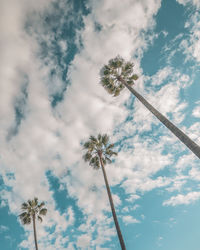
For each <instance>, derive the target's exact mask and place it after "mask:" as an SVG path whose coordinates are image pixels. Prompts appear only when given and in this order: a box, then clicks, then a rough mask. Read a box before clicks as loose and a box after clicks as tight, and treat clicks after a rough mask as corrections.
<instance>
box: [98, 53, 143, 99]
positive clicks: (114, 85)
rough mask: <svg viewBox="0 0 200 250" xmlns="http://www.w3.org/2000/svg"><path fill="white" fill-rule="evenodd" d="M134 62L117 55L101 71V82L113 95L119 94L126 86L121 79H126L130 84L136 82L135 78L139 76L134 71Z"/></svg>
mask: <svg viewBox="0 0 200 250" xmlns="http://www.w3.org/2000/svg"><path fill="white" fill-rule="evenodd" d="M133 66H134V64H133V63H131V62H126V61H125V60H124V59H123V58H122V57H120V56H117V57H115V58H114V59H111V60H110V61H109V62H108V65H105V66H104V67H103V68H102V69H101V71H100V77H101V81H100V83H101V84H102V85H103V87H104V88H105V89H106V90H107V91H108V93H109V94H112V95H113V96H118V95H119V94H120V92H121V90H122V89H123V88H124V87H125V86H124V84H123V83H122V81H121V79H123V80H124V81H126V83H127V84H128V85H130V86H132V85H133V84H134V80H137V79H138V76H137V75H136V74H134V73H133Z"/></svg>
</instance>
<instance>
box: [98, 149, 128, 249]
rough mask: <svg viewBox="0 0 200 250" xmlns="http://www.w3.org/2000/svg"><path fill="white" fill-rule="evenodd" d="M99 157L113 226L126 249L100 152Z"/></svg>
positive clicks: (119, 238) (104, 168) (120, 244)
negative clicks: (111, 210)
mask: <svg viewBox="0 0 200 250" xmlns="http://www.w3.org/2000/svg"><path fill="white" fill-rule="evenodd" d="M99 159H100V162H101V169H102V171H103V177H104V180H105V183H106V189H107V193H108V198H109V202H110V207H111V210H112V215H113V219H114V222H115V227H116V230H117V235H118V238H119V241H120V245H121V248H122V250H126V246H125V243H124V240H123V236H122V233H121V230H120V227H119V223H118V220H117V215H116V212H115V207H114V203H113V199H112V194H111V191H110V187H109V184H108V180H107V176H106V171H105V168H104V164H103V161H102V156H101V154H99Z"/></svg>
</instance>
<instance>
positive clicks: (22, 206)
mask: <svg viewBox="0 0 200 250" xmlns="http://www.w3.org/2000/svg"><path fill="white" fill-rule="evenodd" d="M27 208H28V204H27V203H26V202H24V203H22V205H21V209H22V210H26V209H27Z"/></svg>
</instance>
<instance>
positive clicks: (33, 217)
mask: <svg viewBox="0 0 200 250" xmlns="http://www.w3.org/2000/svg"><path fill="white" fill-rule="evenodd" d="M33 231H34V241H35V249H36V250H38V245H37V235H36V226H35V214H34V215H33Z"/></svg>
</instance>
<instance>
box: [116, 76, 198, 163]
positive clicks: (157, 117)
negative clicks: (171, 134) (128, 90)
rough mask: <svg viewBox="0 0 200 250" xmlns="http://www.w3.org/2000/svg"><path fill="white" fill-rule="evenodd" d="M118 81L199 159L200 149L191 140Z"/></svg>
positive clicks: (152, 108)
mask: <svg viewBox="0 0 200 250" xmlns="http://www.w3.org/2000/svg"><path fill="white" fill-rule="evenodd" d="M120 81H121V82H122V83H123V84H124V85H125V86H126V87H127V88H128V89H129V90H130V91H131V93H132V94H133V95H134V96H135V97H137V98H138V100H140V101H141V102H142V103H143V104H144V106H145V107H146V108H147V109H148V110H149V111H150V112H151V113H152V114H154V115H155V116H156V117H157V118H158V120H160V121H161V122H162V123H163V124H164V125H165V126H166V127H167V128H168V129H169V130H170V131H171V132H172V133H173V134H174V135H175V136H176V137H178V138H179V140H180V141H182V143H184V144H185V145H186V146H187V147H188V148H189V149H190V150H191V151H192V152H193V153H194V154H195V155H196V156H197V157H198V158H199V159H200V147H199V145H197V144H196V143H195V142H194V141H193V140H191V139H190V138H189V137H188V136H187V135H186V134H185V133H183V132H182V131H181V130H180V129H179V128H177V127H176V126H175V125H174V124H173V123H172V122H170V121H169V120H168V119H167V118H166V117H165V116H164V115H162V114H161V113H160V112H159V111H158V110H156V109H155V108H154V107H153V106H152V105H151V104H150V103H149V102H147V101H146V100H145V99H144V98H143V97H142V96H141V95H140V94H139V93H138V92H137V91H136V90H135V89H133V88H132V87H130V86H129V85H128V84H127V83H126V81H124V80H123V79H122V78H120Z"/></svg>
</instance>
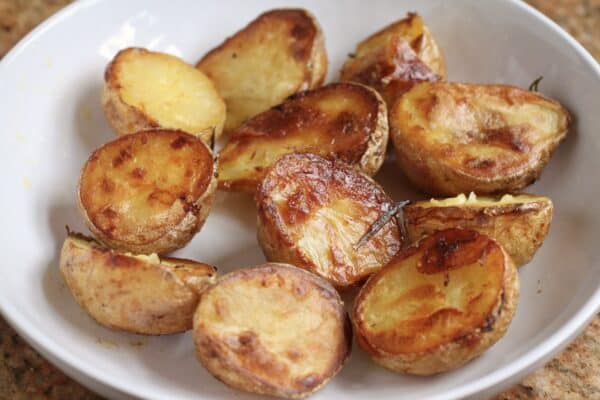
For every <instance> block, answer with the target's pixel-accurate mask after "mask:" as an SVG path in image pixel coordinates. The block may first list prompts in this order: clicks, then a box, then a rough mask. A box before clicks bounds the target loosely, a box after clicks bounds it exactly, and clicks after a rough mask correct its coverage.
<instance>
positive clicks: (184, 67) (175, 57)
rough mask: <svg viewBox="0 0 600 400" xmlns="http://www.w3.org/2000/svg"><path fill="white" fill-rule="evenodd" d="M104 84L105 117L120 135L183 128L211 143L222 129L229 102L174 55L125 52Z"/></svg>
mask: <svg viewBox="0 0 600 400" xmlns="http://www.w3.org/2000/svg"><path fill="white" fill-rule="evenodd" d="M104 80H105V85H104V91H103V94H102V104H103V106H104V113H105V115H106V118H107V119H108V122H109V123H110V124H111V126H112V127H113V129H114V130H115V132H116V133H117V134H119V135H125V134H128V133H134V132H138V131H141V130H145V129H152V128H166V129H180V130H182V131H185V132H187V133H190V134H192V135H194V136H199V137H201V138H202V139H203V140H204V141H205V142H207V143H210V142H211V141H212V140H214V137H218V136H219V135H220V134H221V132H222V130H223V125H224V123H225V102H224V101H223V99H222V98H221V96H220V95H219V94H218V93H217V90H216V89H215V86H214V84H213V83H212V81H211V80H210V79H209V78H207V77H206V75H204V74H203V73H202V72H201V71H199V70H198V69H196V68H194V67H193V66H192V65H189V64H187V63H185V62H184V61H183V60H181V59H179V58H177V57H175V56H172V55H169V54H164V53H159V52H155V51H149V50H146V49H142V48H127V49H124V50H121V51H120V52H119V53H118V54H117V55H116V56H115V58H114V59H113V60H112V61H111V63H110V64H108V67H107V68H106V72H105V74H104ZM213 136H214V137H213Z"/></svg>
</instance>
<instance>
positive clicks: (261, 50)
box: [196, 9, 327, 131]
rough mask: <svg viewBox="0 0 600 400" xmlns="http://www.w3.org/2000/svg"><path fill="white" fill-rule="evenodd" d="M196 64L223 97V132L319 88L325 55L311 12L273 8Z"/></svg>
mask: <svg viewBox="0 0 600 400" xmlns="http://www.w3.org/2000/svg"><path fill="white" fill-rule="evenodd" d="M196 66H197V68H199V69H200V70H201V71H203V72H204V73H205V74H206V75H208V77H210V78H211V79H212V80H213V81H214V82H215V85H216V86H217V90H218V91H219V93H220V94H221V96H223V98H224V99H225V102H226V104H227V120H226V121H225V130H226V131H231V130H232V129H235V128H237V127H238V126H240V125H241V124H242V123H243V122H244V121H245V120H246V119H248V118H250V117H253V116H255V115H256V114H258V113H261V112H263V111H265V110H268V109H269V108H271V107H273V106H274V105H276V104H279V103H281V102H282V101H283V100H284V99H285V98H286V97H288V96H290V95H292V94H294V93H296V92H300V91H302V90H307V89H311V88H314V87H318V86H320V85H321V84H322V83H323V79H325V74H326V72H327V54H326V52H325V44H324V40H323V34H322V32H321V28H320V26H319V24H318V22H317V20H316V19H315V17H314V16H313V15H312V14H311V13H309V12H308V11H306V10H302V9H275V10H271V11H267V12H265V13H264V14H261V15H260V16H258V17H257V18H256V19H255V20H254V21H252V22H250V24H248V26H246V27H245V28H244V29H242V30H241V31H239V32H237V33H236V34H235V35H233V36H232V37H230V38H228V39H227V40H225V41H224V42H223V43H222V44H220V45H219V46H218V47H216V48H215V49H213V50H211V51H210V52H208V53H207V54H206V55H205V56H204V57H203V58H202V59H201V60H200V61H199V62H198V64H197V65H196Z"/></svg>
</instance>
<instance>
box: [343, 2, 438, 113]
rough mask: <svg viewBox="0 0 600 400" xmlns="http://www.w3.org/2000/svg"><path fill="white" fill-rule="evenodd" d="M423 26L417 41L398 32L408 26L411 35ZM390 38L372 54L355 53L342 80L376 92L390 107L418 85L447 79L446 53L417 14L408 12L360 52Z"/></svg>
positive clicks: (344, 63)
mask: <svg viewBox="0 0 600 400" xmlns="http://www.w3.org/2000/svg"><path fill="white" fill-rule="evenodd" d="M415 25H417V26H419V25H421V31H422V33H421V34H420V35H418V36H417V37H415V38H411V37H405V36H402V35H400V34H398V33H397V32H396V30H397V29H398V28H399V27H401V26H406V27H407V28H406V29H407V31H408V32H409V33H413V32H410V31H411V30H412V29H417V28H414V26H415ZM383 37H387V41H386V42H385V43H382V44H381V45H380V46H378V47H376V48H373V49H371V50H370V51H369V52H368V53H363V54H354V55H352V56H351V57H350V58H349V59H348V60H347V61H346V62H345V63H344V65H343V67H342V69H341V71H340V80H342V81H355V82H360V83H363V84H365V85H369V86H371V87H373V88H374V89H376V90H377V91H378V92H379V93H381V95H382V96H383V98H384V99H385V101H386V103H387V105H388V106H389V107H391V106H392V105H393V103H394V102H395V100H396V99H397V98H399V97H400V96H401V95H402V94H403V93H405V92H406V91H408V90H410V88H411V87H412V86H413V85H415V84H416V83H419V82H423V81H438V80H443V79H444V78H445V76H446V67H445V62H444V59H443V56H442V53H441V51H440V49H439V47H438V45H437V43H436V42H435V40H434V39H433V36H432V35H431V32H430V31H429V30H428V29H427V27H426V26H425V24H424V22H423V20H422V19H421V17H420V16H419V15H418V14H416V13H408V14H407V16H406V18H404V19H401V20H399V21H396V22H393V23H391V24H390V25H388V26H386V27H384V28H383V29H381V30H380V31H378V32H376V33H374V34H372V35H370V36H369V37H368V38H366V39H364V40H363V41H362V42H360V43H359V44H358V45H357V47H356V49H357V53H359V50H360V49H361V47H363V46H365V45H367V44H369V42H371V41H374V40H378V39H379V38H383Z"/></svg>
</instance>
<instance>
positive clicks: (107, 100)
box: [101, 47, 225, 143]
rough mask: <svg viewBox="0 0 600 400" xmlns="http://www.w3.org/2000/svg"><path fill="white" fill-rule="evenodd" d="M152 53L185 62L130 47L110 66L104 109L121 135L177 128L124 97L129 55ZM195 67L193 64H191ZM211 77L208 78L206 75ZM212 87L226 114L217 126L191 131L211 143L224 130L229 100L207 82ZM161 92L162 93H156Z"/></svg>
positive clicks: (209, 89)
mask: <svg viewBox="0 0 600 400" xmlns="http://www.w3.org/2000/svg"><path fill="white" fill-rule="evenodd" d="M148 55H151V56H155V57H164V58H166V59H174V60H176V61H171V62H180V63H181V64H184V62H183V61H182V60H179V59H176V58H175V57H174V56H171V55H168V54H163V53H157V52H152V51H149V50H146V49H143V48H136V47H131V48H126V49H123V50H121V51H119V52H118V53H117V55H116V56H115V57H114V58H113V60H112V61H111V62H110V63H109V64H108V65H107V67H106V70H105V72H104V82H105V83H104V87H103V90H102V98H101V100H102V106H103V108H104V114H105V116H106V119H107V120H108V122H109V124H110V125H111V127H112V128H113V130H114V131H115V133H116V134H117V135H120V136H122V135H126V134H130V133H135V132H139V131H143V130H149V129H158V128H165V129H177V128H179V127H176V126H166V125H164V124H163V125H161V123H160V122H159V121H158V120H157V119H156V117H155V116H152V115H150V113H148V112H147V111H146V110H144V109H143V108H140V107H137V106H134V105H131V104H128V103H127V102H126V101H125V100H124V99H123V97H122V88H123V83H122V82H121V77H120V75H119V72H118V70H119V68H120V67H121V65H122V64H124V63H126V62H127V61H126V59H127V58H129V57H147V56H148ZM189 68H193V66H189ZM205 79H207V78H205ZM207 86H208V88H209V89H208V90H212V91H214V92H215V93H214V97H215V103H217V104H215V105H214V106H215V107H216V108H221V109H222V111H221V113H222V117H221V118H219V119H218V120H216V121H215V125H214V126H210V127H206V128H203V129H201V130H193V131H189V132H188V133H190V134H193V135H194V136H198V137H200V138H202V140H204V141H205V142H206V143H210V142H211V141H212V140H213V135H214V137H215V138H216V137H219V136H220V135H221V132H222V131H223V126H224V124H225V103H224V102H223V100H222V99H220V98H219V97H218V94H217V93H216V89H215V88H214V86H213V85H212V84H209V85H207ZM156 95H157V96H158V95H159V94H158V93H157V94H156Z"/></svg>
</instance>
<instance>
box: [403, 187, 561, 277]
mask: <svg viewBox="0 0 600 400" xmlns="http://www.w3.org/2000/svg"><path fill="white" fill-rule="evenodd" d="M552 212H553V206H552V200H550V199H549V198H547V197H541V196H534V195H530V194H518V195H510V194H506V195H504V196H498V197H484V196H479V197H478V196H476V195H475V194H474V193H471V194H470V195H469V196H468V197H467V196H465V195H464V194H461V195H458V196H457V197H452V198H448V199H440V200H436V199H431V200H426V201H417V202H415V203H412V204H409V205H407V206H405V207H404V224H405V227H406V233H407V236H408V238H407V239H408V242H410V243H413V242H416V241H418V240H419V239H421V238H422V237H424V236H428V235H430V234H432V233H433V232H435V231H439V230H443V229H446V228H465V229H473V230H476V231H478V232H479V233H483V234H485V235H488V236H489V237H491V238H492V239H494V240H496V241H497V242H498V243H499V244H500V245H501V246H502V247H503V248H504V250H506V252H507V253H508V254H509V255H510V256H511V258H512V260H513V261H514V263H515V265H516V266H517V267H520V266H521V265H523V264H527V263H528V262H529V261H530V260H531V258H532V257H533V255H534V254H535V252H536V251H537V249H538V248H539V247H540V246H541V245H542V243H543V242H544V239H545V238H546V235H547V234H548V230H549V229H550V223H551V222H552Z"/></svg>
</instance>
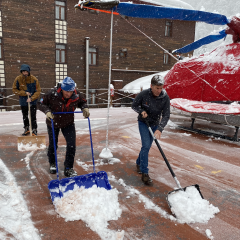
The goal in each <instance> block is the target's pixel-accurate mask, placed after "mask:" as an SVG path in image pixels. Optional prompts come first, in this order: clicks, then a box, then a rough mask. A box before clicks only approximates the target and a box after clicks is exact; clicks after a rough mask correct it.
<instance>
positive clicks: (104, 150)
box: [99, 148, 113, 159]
────────────────
— What you should do —
In the copy, include each line from the start of the material through the line with "positive clicks: (114, 85)", word for word, but none of the pictures.

— Answer area —
For each <instance>, derive the target's exact mask and place it after "mask:" as an SVG path whose coordinates are image pixels. Prompts appear only when given and in this order: a box, then clicks, then a rough mask. Read a box before clicks as loose and a box after clicks as tight, and treat clicks after a rough mask as corrections.
<instance>
box: [98, 53, 143, 99]
positive clicks: (114, 85)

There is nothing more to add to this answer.